**Data**
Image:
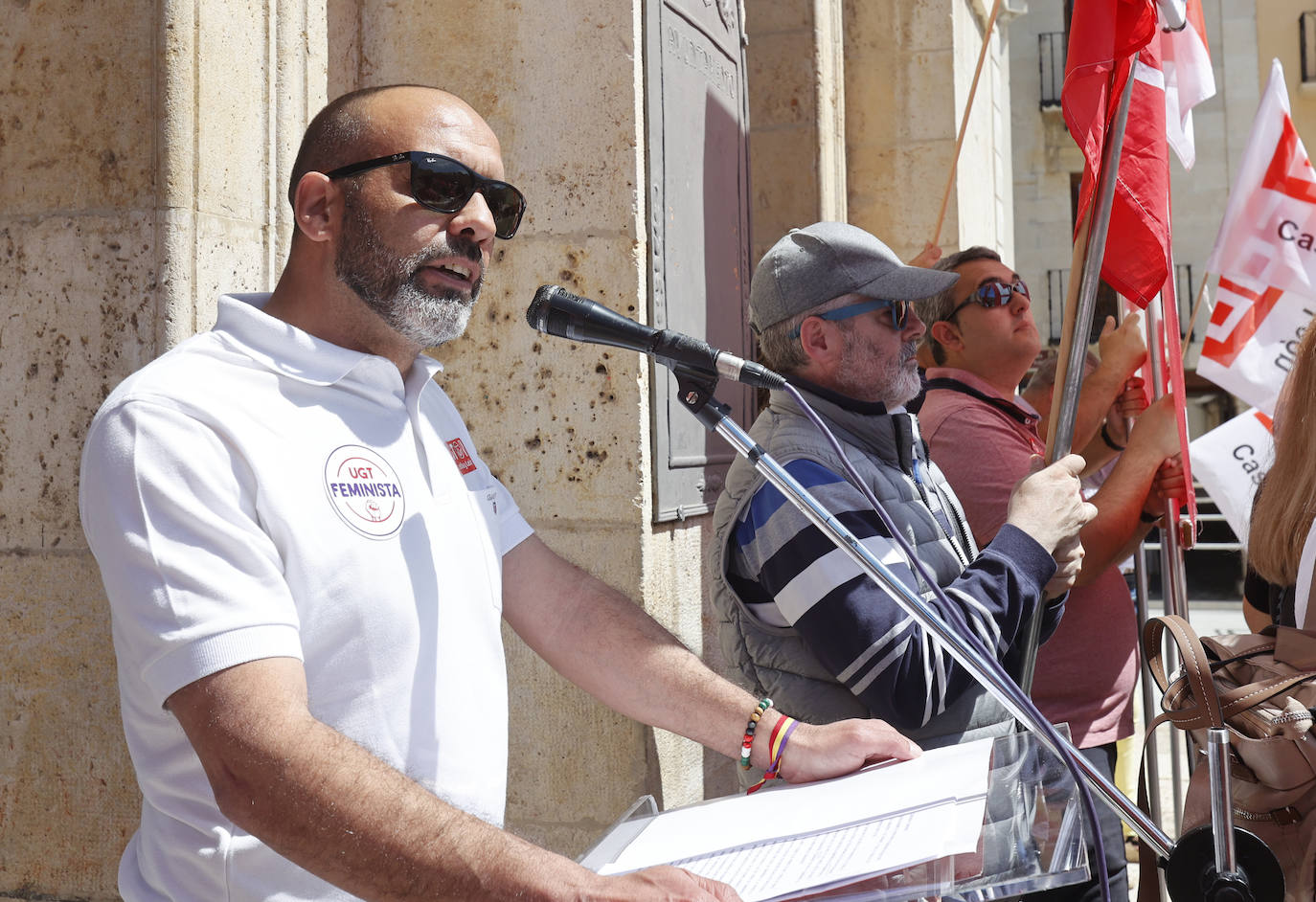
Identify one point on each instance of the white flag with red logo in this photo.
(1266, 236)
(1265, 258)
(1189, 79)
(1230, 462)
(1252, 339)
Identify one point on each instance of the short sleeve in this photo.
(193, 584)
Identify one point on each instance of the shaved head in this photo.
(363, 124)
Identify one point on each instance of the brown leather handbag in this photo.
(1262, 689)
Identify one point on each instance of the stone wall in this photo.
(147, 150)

**Assignment**
Every line from the one containing "Identify one point on each instance of the stone" to the final line of the listing above should be set down exactly, with nothing added.

**Output below**
Identify one point on each instance of the stone wall in this photo.
(147, 150)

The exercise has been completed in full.